DOCUMENT EXCERPT ->
Ukip leader Paul Nuttall looks set to be the party's candidate to fight the crucial Stoke-on-Trent Central by-election.

A Ukip source confirmed Mr Nuttall has "thrown his hat into the ring" and will participate in a local hustings event alongside other nominees on Friday before the candidate is confirmed on Saturday.

The leader's presence on the nominations list puts him in pole position to be the party's candidate for what will be a highly significant battle to take the seat from Labour.

Mr Nuttall's decision to enter the race indicates that Ukip believes it has a strong chance of winning the by-election triggered by the resignation of leading Labour moderate Tristram Hunt.

Labour is due to choose a candidate on January 25 to fight the seat, which becomes vacant with historian Mr Hunt's appointment as director of the V&A Museum.

Labour has held Stoke-on-Trent Central since the constituency's creation in 1950, with a vote-share of 66% and majority of 49.5%, making it one of the party's safest strongholds in 1997.

But its majority has since fallen to 17%, with Ukip surging by 18 points to take second place in 2015.

Stoke voted 65.7% for Leave in last year's EU referendum, which is likely to have tempted Mr Nuttall into an attempt to make good on his promise to replace Labour as the party of choice for working-class communities in the Midlands and North of England.

The election will be held on February 23 alongside a separate poll in Copeland, triggered by the resignation of another leading Labour moderate, Jamie Reed.

Mr Nuttall will hope he can become Ukip's second MP and go one better than former party leader Nigel Farage, who has failed in seven attempts to get elected to the House of Commons.

On Thursday night Labour selected a former hospital doctor to be its standard bearer in Copeland.

PROVIDED DATA ->
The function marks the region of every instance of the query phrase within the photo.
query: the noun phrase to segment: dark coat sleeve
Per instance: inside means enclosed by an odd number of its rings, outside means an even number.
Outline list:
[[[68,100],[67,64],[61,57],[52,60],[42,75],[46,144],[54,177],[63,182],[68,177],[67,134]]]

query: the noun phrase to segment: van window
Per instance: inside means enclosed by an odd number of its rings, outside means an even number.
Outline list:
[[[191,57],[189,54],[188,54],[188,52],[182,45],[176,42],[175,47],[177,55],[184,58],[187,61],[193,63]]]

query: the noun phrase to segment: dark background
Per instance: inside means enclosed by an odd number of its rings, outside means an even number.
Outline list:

...

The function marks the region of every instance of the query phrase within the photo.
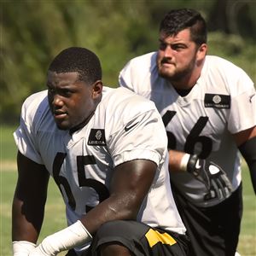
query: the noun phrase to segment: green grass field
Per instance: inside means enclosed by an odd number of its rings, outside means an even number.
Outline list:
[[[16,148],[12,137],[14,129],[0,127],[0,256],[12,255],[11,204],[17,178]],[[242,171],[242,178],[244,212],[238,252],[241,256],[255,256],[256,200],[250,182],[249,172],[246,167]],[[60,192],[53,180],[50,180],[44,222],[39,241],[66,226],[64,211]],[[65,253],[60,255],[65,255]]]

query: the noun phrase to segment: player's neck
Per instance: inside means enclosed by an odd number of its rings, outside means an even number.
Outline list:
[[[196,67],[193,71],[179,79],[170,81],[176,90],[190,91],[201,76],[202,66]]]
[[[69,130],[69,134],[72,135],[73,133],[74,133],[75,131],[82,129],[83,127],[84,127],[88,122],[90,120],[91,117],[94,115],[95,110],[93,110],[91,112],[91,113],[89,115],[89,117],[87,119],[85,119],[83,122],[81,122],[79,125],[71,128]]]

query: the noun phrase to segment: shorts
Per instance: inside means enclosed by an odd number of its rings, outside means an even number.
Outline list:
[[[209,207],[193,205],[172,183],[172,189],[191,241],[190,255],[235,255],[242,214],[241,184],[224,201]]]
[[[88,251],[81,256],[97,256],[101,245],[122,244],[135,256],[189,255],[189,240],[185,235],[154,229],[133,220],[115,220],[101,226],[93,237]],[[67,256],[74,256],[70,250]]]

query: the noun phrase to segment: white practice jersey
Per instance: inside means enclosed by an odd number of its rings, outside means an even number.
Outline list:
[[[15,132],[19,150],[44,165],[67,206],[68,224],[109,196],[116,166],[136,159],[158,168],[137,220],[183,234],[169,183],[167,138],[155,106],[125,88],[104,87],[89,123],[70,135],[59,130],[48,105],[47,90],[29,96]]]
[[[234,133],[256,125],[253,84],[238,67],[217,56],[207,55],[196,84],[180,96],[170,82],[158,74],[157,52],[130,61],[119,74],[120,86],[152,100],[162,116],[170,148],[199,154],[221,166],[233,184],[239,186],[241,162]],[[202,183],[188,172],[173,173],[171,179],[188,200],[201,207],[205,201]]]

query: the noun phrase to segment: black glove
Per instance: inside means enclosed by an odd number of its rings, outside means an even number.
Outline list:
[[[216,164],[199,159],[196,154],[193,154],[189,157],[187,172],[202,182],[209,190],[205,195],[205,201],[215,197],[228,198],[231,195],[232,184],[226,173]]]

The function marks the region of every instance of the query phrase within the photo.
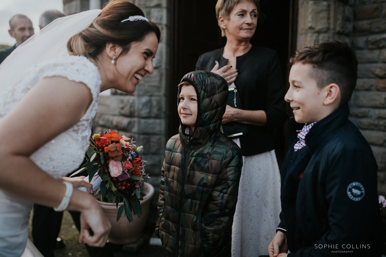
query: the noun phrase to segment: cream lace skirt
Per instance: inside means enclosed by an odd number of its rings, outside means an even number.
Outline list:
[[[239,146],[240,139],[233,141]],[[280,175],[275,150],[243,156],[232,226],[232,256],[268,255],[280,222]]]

* * *

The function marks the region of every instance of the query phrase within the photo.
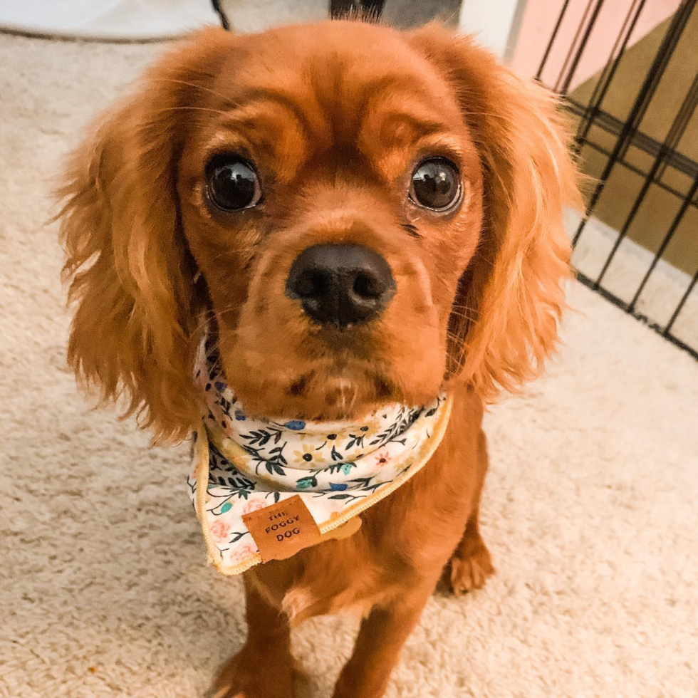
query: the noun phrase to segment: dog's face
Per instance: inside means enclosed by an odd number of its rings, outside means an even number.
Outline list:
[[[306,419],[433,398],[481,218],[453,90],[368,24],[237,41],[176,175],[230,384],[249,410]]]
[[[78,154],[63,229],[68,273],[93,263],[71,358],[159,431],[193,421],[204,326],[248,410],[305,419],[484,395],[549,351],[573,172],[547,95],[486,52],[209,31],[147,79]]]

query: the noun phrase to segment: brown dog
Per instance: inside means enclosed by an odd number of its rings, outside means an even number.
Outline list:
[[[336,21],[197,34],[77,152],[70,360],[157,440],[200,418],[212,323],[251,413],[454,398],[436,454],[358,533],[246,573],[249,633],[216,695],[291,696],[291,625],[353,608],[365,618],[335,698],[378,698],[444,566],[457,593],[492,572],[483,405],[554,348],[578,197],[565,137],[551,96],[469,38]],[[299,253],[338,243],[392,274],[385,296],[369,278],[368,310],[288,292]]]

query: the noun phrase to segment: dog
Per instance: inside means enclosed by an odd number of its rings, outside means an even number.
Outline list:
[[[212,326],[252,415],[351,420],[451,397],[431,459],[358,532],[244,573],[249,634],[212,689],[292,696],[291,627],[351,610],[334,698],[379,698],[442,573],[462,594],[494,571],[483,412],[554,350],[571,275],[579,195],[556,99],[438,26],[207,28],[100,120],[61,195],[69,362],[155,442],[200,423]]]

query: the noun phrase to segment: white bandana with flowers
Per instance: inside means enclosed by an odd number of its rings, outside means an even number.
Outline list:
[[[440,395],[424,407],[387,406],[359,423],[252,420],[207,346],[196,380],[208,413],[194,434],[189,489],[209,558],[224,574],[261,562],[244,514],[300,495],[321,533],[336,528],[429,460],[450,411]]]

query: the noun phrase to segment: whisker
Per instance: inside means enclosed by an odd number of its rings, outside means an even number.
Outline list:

WHAT TO PRODUCE -> From the article above on the Stoke-on-Trent Central by-election, retype everything from "Labour is due" down to "the V&A Museum.".

ANSWER ->
Labour is due to choose a candidate on January 25 to fight the seat, which becomes vacant with historian Mr Hunt's appointment as director of the V&A Museum.